[Data drawn from a collection]
--------------------------------------------------
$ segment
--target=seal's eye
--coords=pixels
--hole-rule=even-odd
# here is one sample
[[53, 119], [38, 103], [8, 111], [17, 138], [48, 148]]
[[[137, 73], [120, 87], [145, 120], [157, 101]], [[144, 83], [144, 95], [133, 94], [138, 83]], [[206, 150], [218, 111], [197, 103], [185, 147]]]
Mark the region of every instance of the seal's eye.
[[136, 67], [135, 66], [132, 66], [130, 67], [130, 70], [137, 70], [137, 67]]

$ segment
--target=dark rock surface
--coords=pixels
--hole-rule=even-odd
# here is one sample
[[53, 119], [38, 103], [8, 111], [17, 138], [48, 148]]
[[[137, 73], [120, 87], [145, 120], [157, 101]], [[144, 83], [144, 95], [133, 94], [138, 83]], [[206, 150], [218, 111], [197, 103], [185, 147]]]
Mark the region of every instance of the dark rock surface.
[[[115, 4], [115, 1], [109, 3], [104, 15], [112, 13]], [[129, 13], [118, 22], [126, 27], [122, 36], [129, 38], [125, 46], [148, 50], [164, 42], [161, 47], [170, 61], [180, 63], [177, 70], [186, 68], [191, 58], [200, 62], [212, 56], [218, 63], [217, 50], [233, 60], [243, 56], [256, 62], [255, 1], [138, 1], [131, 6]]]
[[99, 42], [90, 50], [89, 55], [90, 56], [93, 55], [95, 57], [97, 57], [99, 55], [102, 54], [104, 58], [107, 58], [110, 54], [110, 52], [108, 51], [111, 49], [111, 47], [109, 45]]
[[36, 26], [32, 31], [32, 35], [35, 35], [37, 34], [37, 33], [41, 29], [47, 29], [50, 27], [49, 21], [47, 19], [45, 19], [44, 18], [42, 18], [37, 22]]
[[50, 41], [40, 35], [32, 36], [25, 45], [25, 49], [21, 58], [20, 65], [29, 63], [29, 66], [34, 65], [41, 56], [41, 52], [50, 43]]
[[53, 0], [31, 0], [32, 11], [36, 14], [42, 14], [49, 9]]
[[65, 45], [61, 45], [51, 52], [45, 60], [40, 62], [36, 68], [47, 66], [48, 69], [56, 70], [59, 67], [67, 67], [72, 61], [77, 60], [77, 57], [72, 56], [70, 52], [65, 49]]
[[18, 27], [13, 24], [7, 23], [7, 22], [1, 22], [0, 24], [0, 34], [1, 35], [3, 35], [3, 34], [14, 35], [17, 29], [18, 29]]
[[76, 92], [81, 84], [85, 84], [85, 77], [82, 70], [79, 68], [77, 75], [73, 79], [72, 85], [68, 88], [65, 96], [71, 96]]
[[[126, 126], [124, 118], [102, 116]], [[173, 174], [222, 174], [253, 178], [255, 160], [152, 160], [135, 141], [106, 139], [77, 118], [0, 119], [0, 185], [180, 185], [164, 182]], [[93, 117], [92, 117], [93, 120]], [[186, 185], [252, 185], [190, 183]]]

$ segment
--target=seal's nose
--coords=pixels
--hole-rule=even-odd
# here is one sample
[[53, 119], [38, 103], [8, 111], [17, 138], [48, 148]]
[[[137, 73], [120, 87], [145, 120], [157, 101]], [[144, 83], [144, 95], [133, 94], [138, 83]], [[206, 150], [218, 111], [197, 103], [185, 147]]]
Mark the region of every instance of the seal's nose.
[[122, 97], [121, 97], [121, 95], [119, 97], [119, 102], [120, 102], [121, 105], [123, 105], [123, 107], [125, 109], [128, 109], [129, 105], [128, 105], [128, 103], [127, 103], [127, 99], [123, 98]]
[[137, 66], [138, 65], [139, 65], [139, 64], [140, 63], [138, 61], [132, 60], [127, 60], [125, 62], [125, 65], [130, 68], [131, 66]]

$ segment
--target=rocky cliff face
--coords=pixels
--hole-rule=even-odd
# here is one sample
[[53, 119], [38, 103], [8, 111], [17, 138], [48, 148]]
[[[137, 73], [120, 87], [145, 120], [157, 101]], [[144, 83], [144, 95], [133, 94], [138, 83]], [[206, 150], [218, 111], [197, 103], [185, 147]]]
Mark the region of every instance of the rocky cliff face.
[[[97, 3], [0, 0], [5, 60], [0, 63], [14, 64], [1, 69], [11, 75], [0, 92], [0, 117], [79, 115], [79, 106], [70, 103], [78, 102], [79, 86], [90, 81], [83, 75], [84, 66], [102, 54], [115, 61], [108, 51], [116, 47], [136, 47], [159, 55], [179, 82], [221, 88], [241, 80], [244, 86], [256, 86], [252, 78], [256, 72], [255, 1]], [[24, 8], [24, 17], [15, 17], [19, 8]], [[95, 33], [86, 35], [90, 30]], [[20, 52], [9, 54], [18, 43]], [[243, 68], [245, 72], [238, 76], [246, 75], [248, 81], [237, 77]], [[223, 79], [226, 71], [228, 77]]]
--------------------------------------------------
Stated task: Reproduce the listing above, substituting "Outline each occurrence of" for every occurrence of "Mark the region of every instance of" and leaving all other text unchanged.

Answer in full:
$ segment
--target=seal's eye
--coords=pixels
--hole-rule=even-odd
# here is one sample
[[53, 119], [38, 103], [8, 111], [17, 138], [48, 148]]
[[[137, 73], [120, 87], [145, 120], [157, 101]], [[144, 83], [144, 95], [133, 94], [138, 83]], [[206, 150], [218, 111], [197, 103], [185, 147]]]
Outline each occurrence of the seal's eye.
[[136, 67], [135, 66], [132, 66], [130, 67], [130, 70], [137, 70], [137, 67]]

$ segment
--target=dark rock surface
--coords=pixels
--hole-rule=even-odd
# here is one sample
[[53, 119], [38, 103], [8, 111], [17, 138], [48, 148]]
[[[137, 73], [120, 87], [145, 120], [157, 101]], [[144, 83], [144, 95], [133, 94], [138, 83]], [[206, 150], [218, 111], [197, 103], [185, 147]]]
Outline each occurrence of the dark rock surface.
[[[115, 4], [115, 1], [109, 3], [104, 15], [112, 13]], [[129, 13], [118, 22], [126, 27], [122, 36], [129, 38], [125, 46], [148, 50], [164, 42], [161, 47], [170, 61], [180, 63], [177, 70], [186, 68], [191, 58], [200, 62], [212, 56], [218, 63], [217, 50], [233, 60], [243, 56], [256, 62], [255, 1], [138, 1], [131, 6]]]
[[99, 42], [90, 50], [89, 55], [90, 56], [93, 55], [95, 57], [97, 57], [99, 55], [102, 54], [104, 58], [107, 58], [110, 54], [110, 52], [108, 51], [111, 49], [111, 47], [109, 45]]
[[36, 26], [32, 31], [32, 35], [35, 35], [37, 34], [37, 33], [41, 29], [47, 29], [50, 27], [49, 21], [47, 19], [45, 19], [44, 18], [42, 18], [37, 22]]
[[50, 41], [40, 35], [32, 36], [25, 45], [25, 49], [21, 58], [20, 65], [29, 63], [29, 66], [34, 65], [41, 56], [41, 52], [50, 43]]
[[53, 0], [31, 0], [32, 11], [36, 14], [42, 14], [49, 9]]
[[65, 45], [61, 45], [51, 52], [45, 60], [40, 62], [36, 68], [47, 66], [48, 69], [56, 70], [59, 67], [67, 67], [72, 61], [77, 60], [77, 57], [72, 56], [70, 52], [65, 49]]
[[18, 27], [13, 24], [7, 23], [7, 22], [1, 22], [0, 24], [0, 34], [1, 35], [3, 35], [3, 34], [14, 35], [17, 29], [18, 29]]
[[76, 92], [81, 84], [85, 84], [85, 77], [82, 70], [79, 68], [77, 75], [73, 79], [72, 85], [68, 88], [65, 96], [71, 96]]
[[[126, 126], [124, 118], [102, 116]], [[173, 174], [222, 174], [253, 178], [255, 160], [152, 160], [135, 141], [106, 139], [77, 118], [0, 119], [0, 185], [180, 185], [164, 182]], [[93, 117], [92, 117], [93, 120]], [[186, 185], [252, 185], [190, 183]]]

$ segment
--target=seal's nose
--coords=pixels
--hole-rule=even-odd
# here is one sample
[[53, 119], [38, 103], [8, 111], [17, 138], [48, 148]]
[[[137, 73], [120, 87], [145, 120], [157, 101]], [[144, 83], [144, 95], [133, 94], [138, 83]], [[206, 150], [218, 111], [197, 103], [185, 147]]]
Outline each occurrence of the seal's nose.
[[122, 97], [121, 97], [121, 95], [119, 97], [119, 102], [120, 102], [121, 105], [123, 105], [123, 107], [125, 109], [128, 109], [129, 105], [128, 105], [128, 103], [127, 103], [127, 99], [123, 98]]
[[137, 66], [138, 65], [139, 65], [139, 64], [140, 63], [138, 61], [132, 60], [127, 60], [125, 62], [125, 65], [130, 68], [131, 66]]

$ segment
--target=rocky cliff face
--coords=pixels
--hole-rule=even-odd
# here is one sample
[[53, 119], [38, 103], [8, 111], [17, 138], [48, 148]]
[[[137, 73], [120, 87], [145, 120], [157, 101]], [[144, 83], [144, 95], [133, 94], [138, 83]], [[206, 150], [218, 111], [197, 103], [185, 147]]]
Outline each occurrence of the rocky cliff face.
[[[97, 3], [0, 0], [5, 60], [0, 63], [14, 64], [1, 69], [11, 75], [0, 92], [0, 117], [79, 115], [79, 106], [70, 103], [78, 102], [79, 86], [90, 81], [83, 75], [84, 66], [102, 54], [115, 61], [108, 51], [116, 47], [136, 47], [159, 55], [179, 82], [221, 88], [241, 80], [244, 86], [256, 86], [252, 78], [256, 72], [255, 1]], [[24, 8], [24, 17], [15, 17], [19, 8]], [[95, 33], [86, 35], [90, 30]], [[20, 52], [9, 54], [18, 43]], [[243, 68], [245, 72], [238, 76], [246, 75], [248, 81], [237, 77]], [[223, 79], [226, 71], [228, 77]]]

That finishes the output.